SELECTED EXTRACT ->

On 10 January 2025, one month after the establishment of the taskforce, the AFP stated that 124 cases were referred to the taskforce, with 102 selected for investigation. The targeting of Australian synagogues continued after the Melbourne firebombing incident with a synagogue in Southeast Sydney vandalised on 10 January 2025, and Newtown Synagogue in Sydney's Inner West was vandalised on 11 January 2025. The Newtown incident also involved an attempt to burn down the synagogue. By 23 January 2025, NSW Police arrested two men in connection to the Newtown Synagogue case.

In August 2025, Prime Minister Anthony Albanese announced that Iran and the Islamic Revolutionary Guard Corps (IRGC) were responsible for the attack on Lewis’ Continental Kitchen in Sydney and the synagogue attack in Melbourne. In response, he expelled the Iranian ambassador from the country and declared the IRGC as a terrorist organization.

YOUR ASSIGNMENT -> Continue the text on attacks targeting Australian synagogues from the point where it stops. The data that follows comes from a separate source.

RECORDED INFORMATION ->
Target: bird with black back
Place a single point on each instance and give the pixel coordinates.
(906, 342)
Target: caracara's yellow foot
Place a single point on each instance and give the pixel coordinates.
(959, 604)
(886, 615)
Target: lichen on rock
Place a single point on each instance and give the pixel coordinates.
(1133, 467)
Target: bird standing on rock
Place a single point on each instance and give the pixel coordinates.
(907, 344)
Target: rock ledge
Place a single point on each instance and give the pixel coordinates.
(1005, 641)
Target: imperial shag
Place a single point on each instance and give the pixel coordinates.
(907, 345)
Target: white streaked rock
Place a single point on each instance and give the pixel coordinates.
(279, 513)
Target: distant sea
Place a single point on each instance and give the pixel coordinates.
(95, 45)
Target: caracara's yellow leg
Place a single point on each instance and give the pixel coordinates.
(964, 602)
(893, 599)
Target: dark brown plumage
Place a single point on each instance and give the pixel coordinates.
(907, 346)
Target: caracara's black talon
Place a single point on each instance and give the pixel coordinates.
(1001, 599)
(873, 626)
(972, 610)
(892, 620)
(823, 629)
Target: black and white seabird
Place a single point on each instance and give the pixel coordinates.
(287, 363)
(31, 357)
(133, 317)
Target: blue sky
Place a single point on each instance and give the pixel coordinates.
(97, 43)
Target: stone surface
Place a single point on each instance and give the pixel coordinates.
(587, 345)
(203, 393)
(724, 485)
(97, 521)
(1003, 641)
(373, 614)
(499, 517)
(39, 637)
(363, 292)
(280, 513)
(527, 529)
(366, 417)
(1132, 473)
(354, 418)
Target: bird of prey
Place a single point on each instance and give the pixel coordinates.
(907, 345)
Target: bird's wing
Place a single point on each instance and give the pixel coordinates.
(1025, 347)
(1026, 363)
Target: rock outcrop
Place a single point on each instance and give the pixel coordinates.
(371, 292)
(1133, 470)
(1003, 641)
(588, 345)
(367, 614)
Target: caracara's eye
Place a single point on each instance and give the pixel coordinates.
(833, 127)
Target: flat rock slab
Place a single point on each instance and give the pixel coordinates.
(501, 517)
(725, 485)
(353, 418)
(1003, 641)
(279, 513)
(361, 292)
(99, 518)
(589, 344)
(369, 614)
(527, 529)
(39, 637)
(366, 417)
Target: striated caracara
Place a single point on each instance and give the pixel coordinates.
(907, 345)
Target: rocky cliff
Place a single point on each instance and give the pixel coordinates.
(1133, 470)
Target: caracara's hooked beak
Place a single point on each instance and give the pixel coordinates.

ANSWER TO THE PROBLEM ->
On February 20, 2026, a 32-year-old man allegedly rammed a black pickup truck (Toyota Hilux ute) into the gates of the Brisbane Synagogue in Queensland, Australia. The ute involved in the incident knocked the gates down shortly after evening services, narrowly missing a congregant. Queensland Police charged Matthew De Campo with willful damage, serious vilification or hate crime, dangerous driving, and possession of a dangerous drug, treating it as a hate-motivated incident rather than terrorism.

== Response ==
=== Condemnations by Australian Prime Ministers ===
- In January 1960, Prime Minister Robert Menzies condemned recent manifestations of antisemitism in the country: "I think that I should now say that there is absolutely no room in Australia for anti-Semitism..."
- In 1972, Prime Minister William McMahon stated: "I say to you with all the sincerity of which I am capable: I will repudiate and reject any hint of anti-semitism as disgraceful and unworthy of any Australian. I have nothing but contempt for any Australian who would stoop to such statements or behaviour."
- In 1995, Prime Minister Paul Keating condemned an incident where dozens of Jewish graves in Adelaide were vandalised.
- In 2013, Prime Minister Julia Gillard siggned the London Declaration on Combating Antisemitism and stated that antisemitism 'pollutes our world right now'.
- In a 2013 speech delivered by Malcolm Turnbull on an attack on a Jewish family in Sydney, described the importance of condemning antisemitism in Australia.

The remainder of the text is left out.